--- Start Given information ---

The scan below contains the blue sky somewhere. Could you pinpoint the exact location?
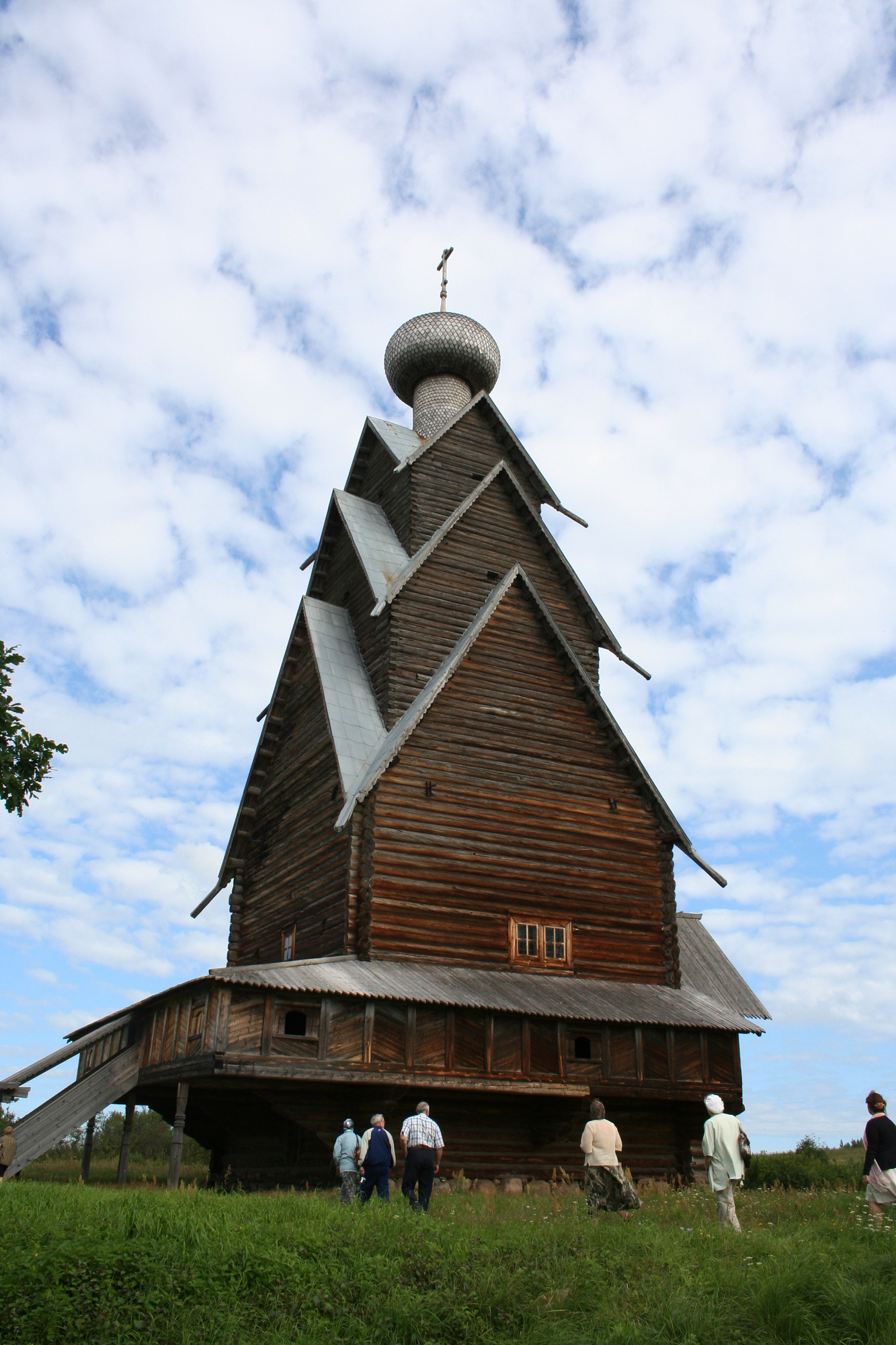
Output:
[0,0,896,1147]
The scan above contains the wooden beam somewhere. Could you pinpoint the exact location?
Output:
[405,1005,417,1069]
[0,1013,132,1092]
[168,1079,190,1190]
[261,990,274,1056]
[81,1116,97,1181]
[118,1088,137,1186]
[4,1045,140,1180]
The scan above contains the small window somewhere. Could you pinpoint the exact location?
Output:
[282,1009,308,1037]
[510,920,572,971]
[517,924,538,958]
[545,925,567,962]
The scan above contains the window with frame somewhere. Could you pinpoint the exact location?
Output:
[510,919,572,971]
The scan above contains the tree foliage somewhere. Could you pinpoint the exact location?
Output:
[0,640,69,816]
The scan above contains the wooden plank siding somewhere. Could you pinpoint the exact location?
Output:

--- End Given information ---

● Goal of the exercise:
Change every "scan" in the records to "photo" and give the records again with nothing else altered. Leave the pictures out.

● The output:
The photo below contains the blue sky somewhere. Could you pinpoint the exact location?
Output:
[0,0,896,1147]
The photo above contains the wooden beam somewhere. Could you pinpoint the exact location?
Output:
[405,1005,417,1069]
[0,1013,132,1092]
[168,1079,190,1190]
[261,990,274,1056]
[81,1116,97,1181]
[118,1088,137,1186]
[4,1045,140,1180]
The photo above contains the small window somewhere. Could you pinpoint the exact location?
Output:
[282,1009,308,1037]
[510,920,572,971]
[517,924,538,958]
[545,925,567,962]
The photo above contains the window with frame somewhere. Could you pinpoint the exact location?
Output:
[510,919,572,971]
The photo above contains the tree foliage somewhere. Could you pinpoint the exact location?
Output:
[0,640,69,816]
The photo above contains the wooden plank siding somewhere. Could you pinpoint the exact location?
Output:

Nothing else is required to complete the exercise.